**** Extract provided

The association of IR with the Gc gene polymorphism has been studied in several ethnic groups, mostly of non-Caucasian origin. This is important because the distribution of this polymorphism shows a great interethnic variability and results are not comparable. Moreover, most reports did not include the analysis of the HOMA index, but only considered blood glucose or insulin levels, both fasting and after oral glucose tolerance test, separately,[32-34] with the exception of Hirai et al[21] in their study on 82 Japanese subjects with normal glucose tolerance; only 6 of these patients carried the Gc1s/Gc1s phenotype, but HOMA was significantly higher in them than in patients with Gc1f/Gc1f phenotype, used as reference and that was present only in 1 patient of our group.

Hepatocellular carcinoma (HCC) is a frequent complication of HCV-induced CHC in advanced, mainly cirrhotic, stage. Lange et al[35] studied the rs22822679 SNP at the Gc gene in CHC patients with and without HCC and found an excess of the minor G allele, that has some influence on the serum levels of 25(OH) vitamin D and that is strong linkage disequilibrium with the rs7041 polymorphism included in our study.[36] Unfortunately, these authors did not analyze aspects related with glucose metabolism in their control group of 4325 CHC patients without HCC.

A second interesting finding of our study is the significant relation between IR and low values of the retinol-to-RBP4 ratio. Retinol binding protein 4 transports 95% of serum retinol[37] and both parameters are strongly correlated (r = 0.884 in our study). Hence, the serum level of retinol strictly depends on the hepatic synthesis and excretion of RBP4, that, in turn, decreases in parallel to increasing liver damage[38-40] and inflammation.[41] It has been suggested that a retinol-to-RBP4 ratio <0.8 reflects retinol deficiency better than serum retinol level.[42] However, RBP4 has been recently identified as an adipokine and a relative excess of RBP4 in relation to retinol (ie, an increase of the free or unbound fraction of RBP4) may reflect IR instead of retinol deficiency,[43] a possibility that is in accordance with our finding of higher levels of elevated unbound RBP4 that were independent of the vitamin A level and the fibrosis stage of CHC, but closely correlated with serum IL-6, a well-known inflammatory cytokine (rho = −0.515 in our study).

********
**** Records provided

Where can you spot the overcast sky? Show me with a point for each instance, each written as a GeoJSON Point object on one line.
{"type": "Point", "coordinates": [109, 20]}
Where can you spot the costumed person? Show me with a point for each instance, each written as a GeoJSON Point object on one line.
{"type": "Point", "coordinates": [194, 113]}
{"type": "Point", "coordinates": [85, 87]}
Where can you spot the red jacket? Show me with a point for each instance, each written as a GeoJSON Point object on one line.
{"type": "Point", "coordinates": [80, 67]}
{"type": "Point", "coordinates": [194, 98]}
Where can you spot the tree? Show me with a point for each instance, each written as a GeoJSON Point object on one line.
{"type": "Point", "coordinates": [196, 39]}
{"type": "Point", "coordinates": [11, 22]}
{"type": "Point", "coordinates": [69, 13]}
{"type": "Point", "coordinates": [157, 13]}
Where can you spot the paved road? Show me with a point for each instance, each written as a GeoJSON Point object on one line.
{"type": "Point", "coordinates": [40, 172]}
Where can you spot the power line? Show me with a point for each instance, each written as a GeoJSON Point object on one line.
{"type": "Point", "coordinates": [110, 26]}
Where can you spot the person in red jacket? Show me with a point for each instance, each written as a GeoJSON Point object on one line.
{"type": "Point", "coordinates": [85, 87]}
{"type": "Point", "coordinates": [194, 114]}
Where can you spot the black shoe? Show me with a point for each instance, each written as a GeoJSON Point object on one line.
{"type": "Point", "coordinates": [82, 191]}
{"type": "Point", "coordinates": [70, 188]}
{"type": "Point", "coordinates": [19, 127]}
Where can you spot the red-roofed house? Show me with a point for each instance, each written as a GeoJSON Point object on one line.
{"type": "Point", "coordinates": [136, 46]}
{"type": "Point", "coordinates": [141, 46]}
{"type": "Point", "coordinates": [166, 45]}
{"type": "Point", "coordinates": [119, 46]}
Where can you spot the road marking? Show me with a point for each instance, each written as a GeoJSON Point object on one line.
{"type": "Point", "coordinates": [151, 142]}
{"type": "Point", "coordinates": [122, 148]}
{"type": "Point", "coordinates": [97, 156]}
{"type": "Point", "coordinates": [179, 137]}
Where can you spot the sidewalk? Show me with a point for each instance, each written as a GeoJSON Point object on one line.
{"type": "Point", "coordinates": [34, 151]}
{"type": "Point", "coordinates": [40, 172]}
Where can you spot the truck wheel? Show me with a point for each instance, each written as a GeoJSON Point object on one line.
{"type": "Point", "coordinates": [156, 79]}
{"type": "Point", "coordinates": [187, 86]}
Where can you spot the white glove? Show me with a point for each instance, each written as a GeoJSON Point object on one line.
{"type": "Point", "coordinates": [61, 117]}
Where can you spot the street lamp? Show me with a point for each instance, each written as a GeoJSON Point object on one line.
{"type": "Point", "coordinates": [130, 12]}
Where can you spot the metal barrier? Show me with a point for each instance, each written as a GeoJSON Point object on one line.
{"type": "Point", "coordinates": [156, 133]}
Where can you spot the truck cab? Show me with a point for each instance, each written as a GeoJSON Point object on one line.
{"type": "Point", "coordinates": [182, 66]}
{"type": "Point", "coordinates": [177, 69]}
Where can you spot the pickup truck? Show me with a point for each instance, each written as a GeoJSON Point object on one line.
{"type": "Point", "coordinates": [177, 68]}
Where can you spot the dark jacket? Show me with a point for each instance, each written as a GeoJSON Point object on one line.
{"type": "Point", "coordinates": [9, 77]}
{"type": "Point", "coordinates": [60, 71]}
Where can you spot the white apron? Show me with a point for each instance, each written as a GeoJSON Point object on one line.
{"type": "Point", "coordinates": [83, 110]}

********

Required action A
Write out the passage on Gc polymorphism and insulin resistance between "The association of" and "of our group.", inclusive.
Required action B
Continue the discussion of insulin resistance in chronic hepatitis C from where it ends.

Response area A
The association of IR with the Gc gene polymorphism has been studied in several ethnic groups, mostly of non-Caucasian origin. This is important because the distribution of this polymorphism shows a great interethnic variability and results are not comparable. Moreover, most reports did not include the analysis of the HOMA index, but only considered blood glucose or insulin levels, both fasting and after oral glucose tolerance test, separately,[32-34] with the exception of Hirai et al[21] in their study on 82 Japanese subjects with normal glucose tolerance; only 6 of these patients carried the Gc1s/Gc1s phenotype, but HOMA was significantly higher in them than in patients with Gc1f/Gc1f phenotype, used as reference and that was present only in 1 patient of our group.

Response area B
The remaining factors that we have found to be related with IR should be commented in brief. Increasing age is associated with the emergence of MS and IR, and not only with the natural, and highly variable, course of HCV chronic infection.[44] A high plasma triglyceride level is one of the most conspicuous metabolic findings in MS,[8] whereas high uric acid levels are frequently found in MS and linked to insulin sensitivity index, probably through its close relationship with triglyceride levels,[45] thus explaining why uric acid it is in the limit of significance in the multivariate analysis and excluded from the predictive model for IR that we propose in this study. Our results also confirm that IR is associated with an accelerate progression of liver fibrosis in CHC.[1] Two independent groups[46,47] found lower values for HOMA-IR in nondiabetic CHC patients carrying the rs12979860 CC IL28B genotype than in carriers of the other two possible genotypes (CT and TT), but our results and those of Degasperi et al[48] and Lemoine et al[49] do not confirm this relationship.

Our study has several limitations. The most important is the small sample size, although more than 95% of adequate available patients were included. On the other side, the stage of fibrosis was established by 2 different methods (liver biopsy and transient elastography) not always coincidental. In addition, the lack of histological study in 40 cases impeded us to know the incidence and degree of liver steatosis to evaluate the suggested role of the PNPLA3 polymorphism on the risk of developing this important aspect of the liver damage in CHC.[15] In spite of these drawbacks, we can conclude that the novel findings provided by this study are that a common polymorphic trait at the DBP4 gene, causing the expression of the Gc1s/Gc1s phenotype, and the possible overexpression of RBP4 (or alternatively, a relative deficiency of vitamin A) are linked to the risk of developing IR in patients with CHC.